▶ [Problem requirements]
Report how many lines in the rows below contain the string "small", and give only that number. Case counts.

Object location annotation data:
···
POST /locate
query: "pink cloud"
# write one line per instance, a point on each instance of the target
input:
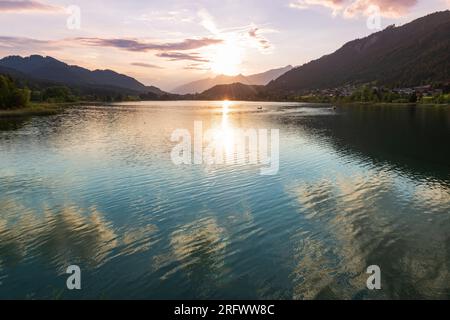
(352, 8)
(27, 6)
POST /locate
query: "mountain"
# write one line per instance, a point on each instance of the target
(255, 79)
(50, 69)
(234, 91)
(415, 53)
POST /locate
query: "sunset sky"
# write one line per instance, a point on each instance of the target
(167, 43)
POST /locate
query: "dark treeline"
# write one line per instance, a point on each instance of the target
(12, 97)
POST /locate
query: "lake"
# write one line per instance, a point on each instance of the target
(96, 187)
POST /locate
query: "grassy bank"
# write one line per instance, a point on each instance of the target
(35, 109)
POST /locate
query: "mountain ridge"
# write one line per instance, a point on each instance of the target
(201, 85)
(50, 69)
(411, 54)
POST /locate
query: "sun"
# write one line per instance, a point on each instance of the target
(227, 58)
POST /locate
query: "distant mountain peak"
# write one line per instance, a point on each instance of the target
(255, 79)
(406, 55)
(50, 69)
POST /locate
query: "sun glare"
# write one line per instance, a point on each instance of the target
(227, 58)
(226, 106)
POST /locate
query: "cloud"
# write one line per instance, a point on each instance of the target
(27, 6)
(247, 36)
(26, 43)
(178, 56)
(175, 16)
(197, 66)
(352, 8)
(258, 40)
(146, 65)
(143, 46)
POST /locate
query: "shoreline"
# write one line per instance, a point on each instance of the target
(45, 109)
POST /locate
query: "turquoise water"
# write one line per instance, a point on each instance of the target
(96, 187)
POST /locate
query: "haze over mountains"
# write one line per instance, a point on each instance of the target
(49, 69)
(255, 79)
(410, 55)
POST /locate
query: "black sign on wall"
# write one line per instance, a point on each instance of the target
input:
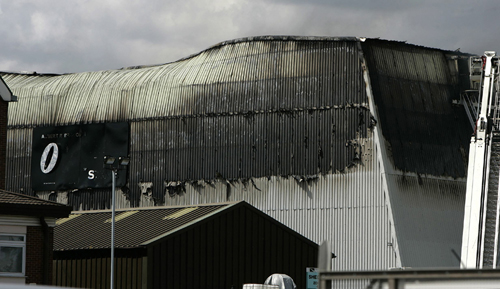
(71, 157)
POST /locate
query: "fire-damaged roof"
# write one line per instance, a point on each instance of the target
(258, 107)
(414, 88)
(18, 204)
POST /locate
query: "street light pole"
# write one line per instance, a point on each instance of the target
(113, 175)
(109, 163)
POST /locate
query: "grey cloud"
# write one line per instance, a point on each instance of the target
(82, 35)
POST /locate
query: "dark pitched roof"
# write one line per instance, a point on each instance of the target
(140, 227)
(19, 204)
(133, 227)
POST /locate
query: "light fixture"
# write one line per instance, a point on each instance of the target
(109, 160)
(123, 161)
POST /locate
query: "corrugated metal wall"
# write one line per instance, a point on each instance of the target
(428, 215)
(348, 209)
(279, 124)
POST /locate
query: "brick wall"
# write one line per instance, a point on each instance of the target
(3, 140)
(34, 255)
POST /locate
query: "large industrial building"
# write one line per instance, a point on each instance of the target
(361, 142)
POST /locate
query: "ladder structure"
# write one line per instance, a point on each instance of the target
(480, 242)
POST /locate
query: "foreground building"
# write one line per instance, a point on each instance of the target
(355, 141)
(26, 238)
(205, 246)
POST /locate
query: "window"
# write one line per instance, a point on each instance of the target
(12, 254)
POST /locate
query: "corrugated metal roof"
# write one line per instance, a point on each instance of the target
(235, 78)
(92, 230)
(413, 89)
(243, 109)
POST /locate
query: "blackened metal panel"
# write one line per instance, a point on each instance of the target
(413, 88)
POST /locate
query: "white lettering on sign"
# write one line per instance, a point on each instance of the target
(53, 160)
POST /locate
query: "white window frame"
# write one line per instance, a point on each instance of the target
(19, 244)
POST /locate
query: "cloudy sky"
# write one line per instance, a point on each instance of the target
(61, 36)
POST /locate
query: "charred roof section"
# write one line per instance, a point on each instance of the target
(413, 88)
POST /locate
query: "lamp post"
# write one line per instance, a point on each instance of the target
(113, 165)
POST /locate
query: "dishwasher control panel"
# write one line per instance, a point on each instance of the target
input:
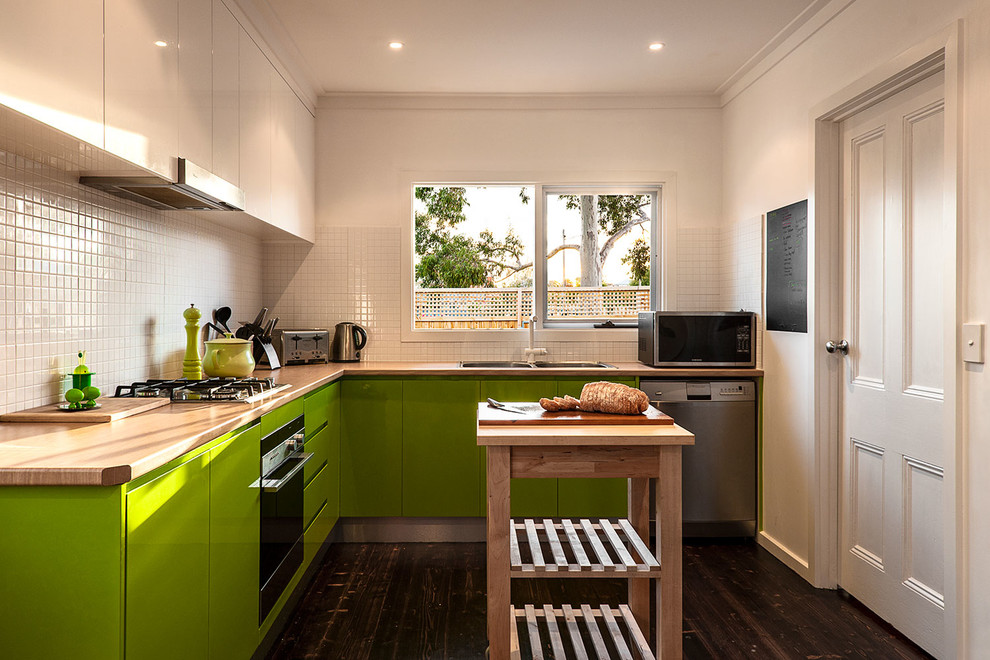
(706, 390)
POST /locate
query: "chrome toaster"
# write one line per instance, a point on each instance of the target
(302, 346)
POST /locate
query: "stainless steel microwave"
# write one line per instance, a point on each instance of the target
(697, 339)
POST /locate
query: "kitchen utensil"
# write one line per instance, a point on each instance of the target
(348, 340)
(110, 410)
(220, 332)
(534, 415)
(222, 317)
(228, 357)
(192, 366)
(501, 406)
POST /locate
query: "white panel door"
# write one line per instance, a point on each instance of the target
(892, 546)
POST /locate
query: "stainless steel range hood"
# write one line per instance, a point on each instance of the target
(196, 189)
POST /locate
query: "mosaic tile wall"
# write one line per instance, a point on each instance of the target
(81, 270)
(352, 274)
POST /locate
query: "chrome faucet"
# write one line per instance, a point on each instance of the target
(531, 352)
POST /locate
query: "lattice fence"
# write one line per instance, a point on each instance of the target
(512, 308)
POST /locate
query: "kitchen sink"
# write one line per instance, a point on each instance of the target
(493, 364)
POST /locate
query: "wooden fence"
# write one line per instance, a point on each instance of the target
(513, 307)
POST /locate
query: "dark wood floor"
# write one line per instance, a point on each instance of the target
(427, 600)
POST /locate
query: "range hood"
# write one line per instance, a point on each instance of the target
(197, 189)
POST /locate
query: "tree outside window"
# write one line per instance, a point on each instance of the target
(474, 250)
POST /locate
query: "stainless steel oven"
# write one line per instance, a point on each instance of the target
(281, 484)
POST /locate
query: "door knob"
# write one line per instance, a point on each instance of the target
(841, 346)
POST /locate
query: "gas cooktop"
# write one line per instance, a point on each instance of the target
(210, 390)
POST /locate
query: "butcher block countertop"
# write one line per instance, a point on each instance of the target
(109, 454)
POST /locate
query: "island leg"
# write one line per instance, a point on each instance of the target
(639, 518)
(499, 593)
(669, 608)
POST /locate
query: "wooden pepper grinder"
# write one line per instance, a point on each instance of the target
(192, 364)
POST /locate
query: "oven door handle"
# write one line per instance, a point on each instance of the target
(275, 485)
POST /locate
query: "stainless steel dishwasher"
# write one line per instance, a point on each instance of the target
(719, 471)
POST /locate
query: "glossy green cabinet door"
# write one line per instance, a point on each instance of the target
(235, 529)
(601, 498)
(528, 497)
(315, 407)
(371, 448)
(333, 459)
(60, 572)
(168, 565)
(440, 448)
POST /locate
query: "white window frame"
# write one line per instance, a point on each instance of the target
(664, 247)
(540, 280)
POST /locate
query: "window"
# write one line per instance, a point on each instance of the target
(600, 263)
(475, 266)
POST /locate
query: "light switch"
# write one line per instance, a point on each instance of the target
(973, 342)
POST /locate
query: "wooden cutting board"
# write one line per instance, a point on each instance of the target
(110, 410)
(537, 416)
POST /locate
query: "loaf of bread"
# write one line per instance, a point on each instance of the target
(614, 398)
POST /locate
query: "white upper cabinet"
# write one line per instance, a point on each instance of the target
(284, 162)
(51, 64)
(226, 114)
(255, 128)
(305, 125)
(142, 82)
(195, 86)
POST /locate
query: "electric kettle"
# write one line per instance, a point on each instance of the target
(348, 340)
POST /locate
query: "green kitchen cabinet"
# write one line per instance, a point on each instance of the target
(276, 419)
(600, 498)
(235, 530)
(528, 497)
(439, 448)
(333, 457)
(316, 406)
(371, 447)
(61, 577)
(319, 446)
(168, 564)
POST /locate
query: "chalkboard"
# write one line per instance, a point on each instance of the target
(787, 268)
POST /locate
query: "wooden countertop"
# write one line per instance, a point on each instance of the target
(36, 454)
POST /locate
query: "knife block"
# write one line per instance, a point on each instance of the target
(265, 354)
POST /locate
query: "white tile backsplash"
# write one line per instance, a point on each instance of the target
(81, 270)
(353, 274)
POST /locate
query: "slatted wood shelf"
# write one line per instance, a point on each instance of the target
(579, 548)
(608, 632)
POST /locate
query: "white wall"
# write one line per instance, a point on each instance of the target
(81, 270)
(368, 146)
(767, 163)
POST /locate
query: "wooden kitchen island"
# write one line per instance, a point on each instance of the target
(583, 548)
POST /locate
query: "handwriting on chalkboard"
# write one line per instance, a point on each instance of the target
(787, 268)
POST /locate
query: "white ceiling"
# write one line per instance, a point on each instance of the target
(533, 46)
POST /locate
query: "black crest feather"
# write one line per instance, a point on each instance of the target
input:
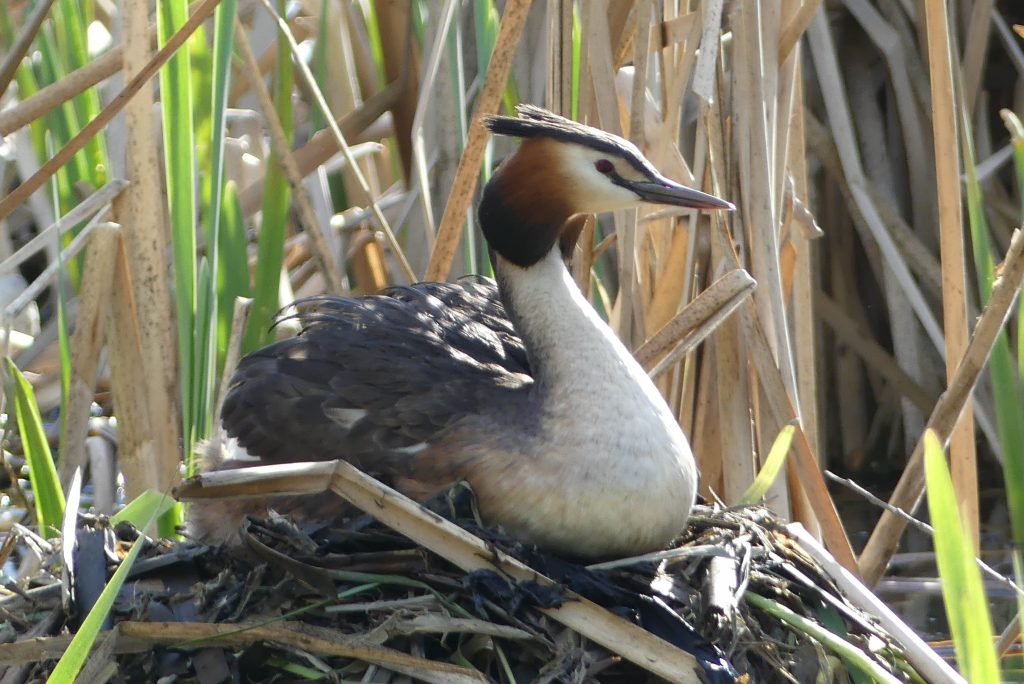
(538, 122)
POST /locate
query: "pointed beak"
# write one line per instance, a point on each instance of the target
(663, 190)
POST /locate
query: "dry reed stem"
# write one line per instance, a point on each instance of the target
(795, 29)
(450, 230)
(875, 355)
(697, 319)
(240, 321)
(49, 169)
(134, 637)
(323, 145)
(806, 464)
(829, 77)
(22, 45)
(885, 539)
(400, 59)
(805, 278)
(279, 141)
(963, 457)
(142, 311)
(455, 544)
(87, 343)
(55, 94)
(306, 79)
(50, 272)
(975, 49)
(97, 203)
(137, 446)
(431, 77)
(755, 107)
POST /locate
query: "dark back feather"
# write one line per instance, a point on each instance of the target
(414, 358)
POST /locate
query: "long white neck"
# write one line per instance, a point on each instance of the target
(574, 355)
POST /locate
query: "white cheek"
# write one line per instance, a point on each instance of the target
(596, 195)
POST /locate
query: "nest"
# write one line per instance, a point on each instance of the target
(730, 601)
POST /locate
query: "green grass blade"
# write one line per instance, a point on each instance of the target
(143, 508)
(78, 650)
(967, 605)
(1016, 128)
(232, 271)
(773, 466)
(45, 485)
(175, 87)
(219, 305)
(276, 198)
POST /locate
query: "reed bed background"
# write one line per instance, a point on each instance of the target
(175, 174)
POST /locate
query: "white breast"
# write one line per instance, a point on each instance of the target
(623, 478)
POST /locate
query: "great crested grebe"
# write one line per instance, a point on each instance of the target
(518, 388)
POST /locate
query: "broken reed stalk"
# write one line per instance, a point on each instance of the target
(885, 539)
(963, 456)
(134, 637)
(922, 656)
(697, 319)
(87, 343)
(451, 542)
(279, 142)
(150, 442)
(450, 230)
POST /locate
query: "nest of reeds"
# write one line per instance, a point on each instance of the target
(731, 600)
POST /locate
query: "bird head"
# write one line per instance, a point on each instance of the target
(561, 169)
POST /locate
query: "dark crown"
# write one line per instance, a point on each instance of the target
(538, 122)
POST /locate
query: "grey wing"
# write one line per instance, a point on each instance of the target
(371, 375)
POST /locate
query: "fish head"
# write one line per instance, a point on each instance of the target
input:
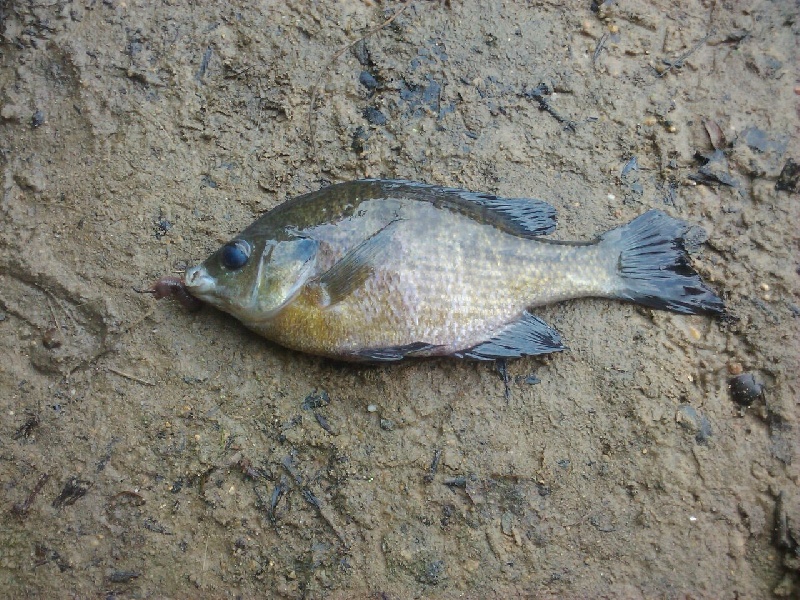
(253, 279)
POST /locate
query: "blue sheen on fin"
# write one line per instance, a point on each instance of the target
(528, 336)
(524, 217)
(654, 266)
(355, 267)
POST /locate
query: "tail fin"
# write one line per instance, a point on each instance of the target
(654, 266)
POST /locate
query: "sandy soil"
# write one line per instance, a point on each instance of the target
(149, 452)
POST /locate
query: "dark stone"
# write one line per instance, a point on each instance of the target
(745, 389)
(374, 116)
(368, 81)
(789, 179)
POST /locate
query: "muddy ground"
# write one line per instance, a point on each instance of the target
(148, 452)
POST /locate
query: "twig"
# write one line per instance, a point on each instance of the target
(678, 62)
(53, 313)
(327, 69)
(129, 376)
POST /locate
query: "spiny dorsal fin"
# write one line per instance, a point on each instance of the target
(525, 217)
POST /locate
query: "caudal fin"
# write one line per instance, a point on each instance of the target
(654, 266)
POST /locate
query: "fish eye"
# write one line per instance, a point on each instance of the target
(235, 254)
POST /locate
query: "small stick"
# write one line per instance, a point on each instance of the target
(129, 376)
(678, 62)
(53, 314)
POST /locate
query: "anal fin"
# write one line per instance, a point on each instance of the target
(394, 353)
(527, 336)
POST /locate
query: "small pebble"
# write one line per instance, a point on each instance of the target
(735, 368)
(38, 119)
(374, 116)
(745, 389)
(367, 80)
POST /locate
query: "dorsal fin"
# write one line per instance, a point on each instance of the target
(525, 217)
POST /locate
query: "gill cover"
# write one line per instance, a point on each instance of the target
(285, 267)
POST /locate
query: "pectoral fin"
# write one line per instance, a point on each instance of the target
(527, 336)
(355, 267)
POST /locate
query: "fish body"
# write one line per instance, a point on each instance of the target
(380, 270)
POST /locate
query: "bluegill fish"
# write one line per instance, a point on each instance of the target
(381, 270)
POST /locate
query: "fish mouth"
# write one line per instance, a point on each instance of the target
(199, 282)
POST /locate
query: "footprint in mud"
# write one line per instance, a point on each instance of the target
(65, 331)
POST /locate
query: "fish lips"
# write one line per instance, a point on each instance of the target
(200, 283)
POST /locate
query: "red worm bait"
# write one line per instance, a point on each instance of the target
(174, 286)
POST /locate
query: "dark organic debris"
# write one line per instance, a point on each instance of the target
(316, 399)
(789, 179)
(715, 134)
(374, 116)
(122, 576)
(73, 490)
(502, 370)
(745, 389)
(323, 422)
(38, 119)
(540, 93)
(631, 165)
(782, 536)
(26, 429)
(713, 170)
(275, 497)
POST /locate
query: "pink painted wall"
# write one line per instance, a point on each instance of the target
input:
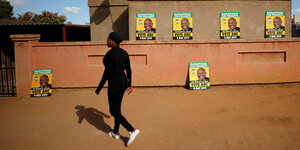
···
▶ [Expected answer]
2